Task item: Using the records that follow, tally the lines containing the word "balcony" and state only the count.

Given data:
--- START ---

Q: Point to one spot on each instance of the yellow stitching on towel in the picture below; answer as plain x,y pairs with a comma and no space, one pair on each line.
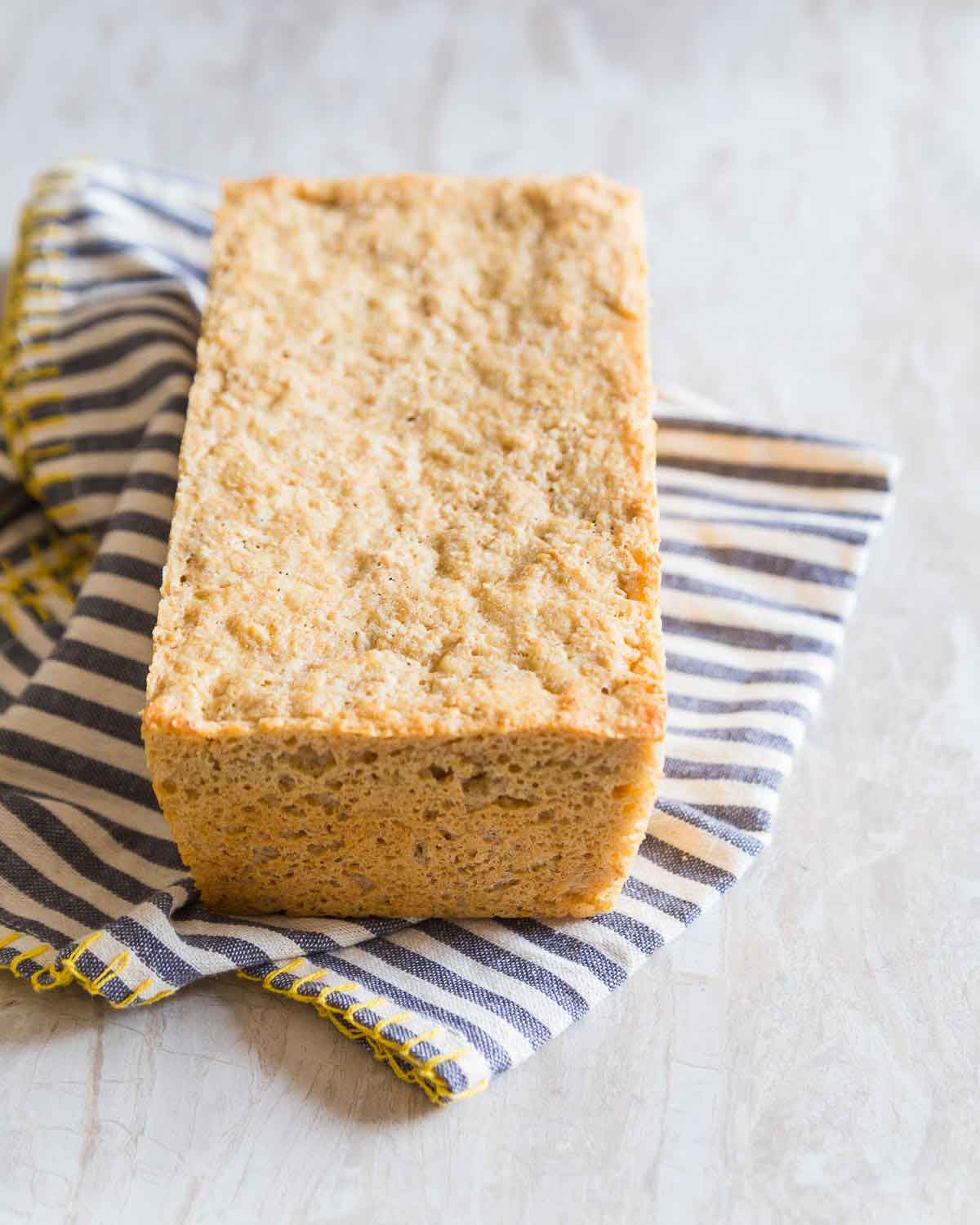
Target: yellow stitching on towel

--- END ---
--- START ---

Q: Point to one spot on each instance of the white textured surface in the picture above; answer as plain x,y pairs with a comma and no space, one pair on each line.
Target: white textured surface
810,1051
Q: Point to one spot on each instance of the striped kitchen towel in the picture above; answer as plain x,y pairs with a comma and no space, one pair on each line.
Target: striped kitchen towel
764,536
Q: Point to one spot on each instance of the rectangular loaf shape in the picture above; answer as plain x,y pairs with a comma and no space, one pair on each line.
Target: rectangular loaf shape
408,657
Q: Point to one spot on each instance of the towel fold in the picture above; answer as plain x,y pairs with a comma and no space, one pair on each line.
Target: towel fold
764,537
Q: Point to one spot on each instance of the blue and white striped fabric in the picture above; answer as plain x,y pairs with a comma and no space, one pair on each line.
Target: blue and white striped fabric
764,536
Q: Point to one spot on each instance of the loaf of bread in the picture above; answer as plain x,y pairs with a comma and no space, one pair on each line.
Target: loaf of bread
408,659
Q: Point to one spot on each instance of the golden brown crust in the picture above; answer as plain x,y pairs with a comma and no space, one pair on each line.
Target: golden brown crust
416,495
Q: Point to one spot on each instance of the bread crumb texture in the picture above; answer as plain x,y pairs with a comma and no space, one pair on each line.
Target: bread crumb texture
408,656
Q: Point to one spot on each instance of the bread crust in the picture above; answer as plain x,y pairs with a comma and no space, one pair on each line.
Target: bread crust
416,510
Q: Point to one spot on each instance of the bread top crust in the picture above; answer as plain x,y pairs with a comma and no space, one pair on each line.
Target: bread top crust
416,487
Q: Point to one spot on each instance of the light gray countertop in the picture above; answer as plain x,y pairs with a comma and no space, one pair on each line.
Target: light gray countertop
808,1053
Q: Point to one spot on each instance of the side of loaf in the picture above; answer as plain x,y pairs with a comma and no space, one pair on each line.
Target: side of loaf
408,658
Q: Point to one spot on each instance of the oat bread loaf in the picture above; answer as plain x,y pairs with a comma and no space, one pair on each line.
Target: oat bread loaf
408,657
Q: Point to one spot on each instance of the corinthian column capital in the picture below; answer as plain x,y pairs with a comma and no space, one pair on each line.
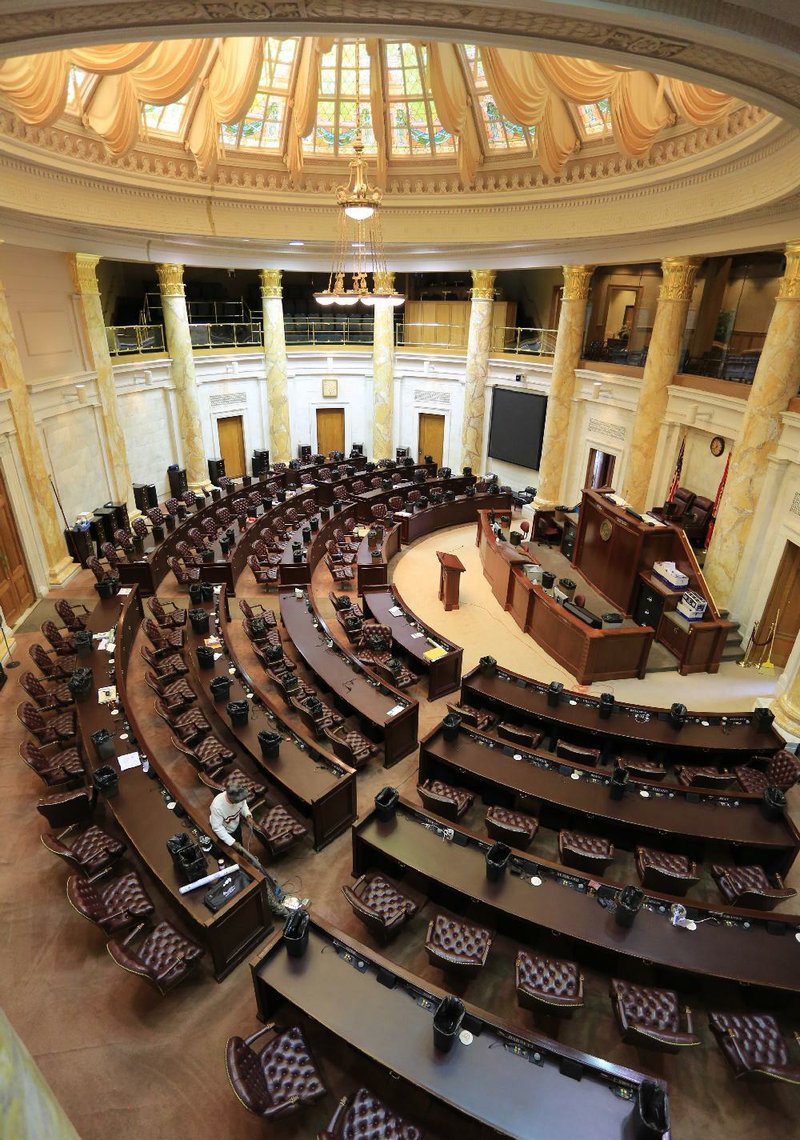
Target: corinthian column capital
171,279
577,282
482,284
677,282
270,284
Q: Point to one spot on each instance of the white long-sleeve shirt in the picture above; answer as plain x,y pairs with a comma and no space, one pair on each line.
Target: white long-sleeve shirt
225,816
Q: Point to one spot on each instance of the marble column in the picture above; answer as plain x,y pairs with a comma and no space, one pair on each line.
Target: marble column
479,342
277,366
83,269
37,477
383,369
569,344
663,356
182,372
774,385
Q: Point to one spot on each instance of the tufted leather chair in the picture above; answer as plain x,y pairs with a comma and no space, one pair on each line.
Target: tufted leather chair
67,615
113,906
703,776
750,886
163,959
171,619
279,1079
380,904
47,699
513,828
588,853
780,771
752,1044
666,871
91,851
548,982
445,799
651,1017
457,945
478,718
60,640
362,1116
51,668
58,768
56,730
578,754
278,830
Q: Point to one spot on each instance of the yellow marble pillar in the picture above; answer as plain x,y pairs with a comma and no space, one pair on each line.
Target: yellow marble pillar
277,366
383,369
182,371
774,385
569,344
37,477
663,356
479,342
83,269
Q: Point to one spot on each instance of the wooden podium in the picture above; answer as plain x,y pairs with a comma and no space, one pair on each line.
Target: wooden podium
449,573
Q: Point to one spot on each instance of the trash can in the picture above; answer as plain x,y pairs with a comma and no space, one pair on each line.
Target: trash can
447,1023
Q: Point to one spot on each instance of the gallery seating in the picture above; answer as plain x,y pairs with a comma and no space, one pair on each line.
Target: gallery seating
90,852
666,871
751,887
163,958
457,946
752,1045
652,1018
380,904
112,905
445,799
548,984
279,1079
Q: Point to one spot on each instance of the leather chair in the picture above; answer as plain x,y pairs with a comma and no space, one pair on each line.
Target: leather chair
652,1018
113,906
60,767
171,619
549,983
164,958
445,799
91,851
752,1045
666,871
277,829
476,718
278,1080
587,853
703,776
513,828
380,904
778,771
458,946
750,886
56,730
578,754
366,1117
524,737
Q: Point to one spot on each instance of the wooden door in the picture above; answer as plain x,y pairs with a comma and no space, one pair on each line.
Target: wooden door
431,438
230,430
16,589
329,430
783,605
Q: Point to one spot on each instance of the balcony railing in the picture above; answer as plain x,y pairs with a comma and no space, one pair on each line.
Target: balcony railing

--- END ---

Written answer: 2